### SET EXERCISE
Count the lines in the records below that contain the word "sleeve", and give only that number.

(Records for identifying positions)
<<<<
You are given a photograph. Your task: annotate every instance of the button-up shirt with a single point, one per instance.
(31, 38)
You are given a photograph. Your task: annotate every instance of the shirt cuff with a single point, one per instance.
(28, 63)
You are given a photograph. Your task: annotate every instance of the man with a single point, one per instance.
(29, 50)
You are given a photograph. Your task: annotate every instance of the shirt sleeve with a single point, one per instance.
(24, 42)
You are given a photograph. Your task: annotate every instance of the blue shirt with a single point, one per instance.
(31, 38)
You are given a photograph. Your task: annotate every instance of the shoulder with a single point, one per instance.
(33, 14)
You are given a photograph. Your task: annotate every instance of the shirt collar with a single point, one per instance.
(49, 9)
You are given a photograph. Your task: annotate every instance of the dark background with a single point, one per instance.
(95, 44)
>>>>
<<<<
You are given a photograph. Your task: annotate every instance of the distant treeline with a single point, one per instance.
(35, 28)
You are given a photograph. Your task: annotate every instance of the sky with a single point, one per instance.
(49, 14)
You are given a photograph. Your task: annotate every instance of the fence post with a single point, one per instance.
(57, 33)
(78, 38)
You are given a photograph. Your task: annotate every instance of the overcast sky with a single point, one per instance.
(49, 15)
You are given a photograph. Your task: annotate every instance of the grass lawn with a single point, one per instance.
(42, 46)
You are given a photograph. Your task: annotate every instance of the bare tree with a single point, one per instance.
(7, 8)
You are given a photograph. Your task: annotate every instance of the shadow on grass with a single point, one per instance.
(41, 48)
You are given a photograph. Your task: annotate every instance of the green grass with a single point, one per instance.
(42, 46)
>>>>
### FULL SOLUTION
1